§ Input records:
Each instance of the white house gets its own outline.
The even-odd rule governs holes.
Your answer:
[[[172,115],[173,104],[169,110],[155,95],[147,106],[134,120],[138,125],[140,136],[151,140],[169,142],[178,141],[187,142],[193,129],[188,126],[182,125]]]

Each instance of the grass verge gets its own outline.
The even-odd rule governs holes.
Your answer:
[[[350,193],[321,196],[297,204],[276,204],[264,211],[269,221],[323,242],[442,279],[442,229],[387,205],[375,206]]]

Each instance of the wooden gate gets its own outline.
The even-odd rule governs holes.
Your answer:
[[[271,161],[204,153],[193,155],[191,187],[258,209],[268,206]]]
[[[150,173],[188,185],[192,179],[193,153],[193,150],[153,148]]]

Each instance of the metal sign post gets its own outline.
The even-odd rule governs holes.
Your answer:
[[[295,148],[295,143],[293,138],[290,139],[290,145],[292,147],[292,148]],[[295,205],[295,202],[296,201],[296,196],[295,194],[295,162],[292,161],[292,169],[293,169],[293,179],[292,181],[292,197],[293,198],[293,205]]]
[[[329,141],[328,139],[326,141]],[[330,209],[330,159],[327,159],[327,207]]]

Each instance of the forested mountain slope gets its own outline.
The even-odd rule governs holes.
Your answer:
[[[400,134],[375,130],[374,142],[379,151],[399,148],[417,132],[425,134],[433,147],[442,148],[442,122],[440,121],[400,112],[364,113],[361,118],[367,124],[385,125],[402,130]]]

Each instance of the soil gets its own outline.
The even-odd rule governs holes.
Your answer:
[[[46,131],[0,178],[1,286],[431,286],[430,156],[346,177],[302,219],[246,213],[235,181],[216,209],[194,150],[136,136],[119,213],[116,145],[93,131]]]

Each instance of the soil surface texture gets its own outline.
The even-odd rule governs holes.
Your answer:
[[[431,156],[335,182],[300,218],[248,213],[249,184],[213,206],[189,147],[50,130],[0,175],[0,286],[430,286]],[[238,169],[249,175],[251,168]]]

§ Stated exercise: Update the listing above by changing each "even-odd rule" to "nonzero winding rule" and leaving every other part as it is.

§ Completed task:
Each instance of the white house gets its own outline.
The nonzero winding rule governs holes.
Your answer:
[[[172,115],[173,104],[169,110],[155,95],[147,106],[134,120],[138,125],[140,136],[151,140],[169,142],[178,141],[187,142],[193,129],[188,126],[182,125]]]

Each instance of the grass verge gets its own outline.
The nonzero winding rule governs holes.
Your answer:
[[[350,193],[321,196],[297,204],[276,204],[264,211],[269,221],[323,242],[442,279],[442,229],[387,205],[375,206]]]

Each instance of the wooden gate gets its own outline.
The nonzero winding rule governs holes.
Your answer:
[[[271,161],[204,153],[193,155],[191,187],[258,209],[268,206]]]
[[[150,173],[188,185],[192,179],[193,153],[193,150],[153,148]]]

Each instance of the metal sign post gets its own outline.
The nonzero winding rule governs holes.
Your answer:
[[[295,148],[295,143],[293,138],[290,139],[290,145],[292,147],[292,148]],[[295,205],[295,202],[296,201],[296,196],[295,194],[295,162],[292,161],[292,169],[293,169],[293,179],[292,181],[292,197],[293,198],[293,205]]]
[[[329,141],[328,139],[326,141]],[[330,209],[330,159],[327,159],[327,207]]]

Each instance of the forested mountain slope gets its own outline.
The nonzero winding rule governs holes.
Your answer:
[[[400,134],[375,130],[374,142],[379,151],[399,148],[417,132],[425,134],[433,147],[442,148],[442,122],[440,121],[400,112],[364,113],[361,118],[367,124],[385,125],[402,130]]]

Each instance of the soil gets its own outline.
The nonzero winding rule governs holes.
Your answer:
[[[46,131],[0,178],[1,286],[431,286],[430,156],[346,177],[302,219],[246,213],[235,181],[216,209],[194,150],[136,136],[119,213],[116,145],[93,131]]]

Each instance of the soil surface texture gets its own outline.
The nonzero winding rule governs holes.
Your answer:
[[[431,156],[335,182],[300,218],[248,213],[249,184],[213,206],[189,147],[50,130],[0,175],[0,286],[430,286]],[[238,169],[249,175],[251,168]]]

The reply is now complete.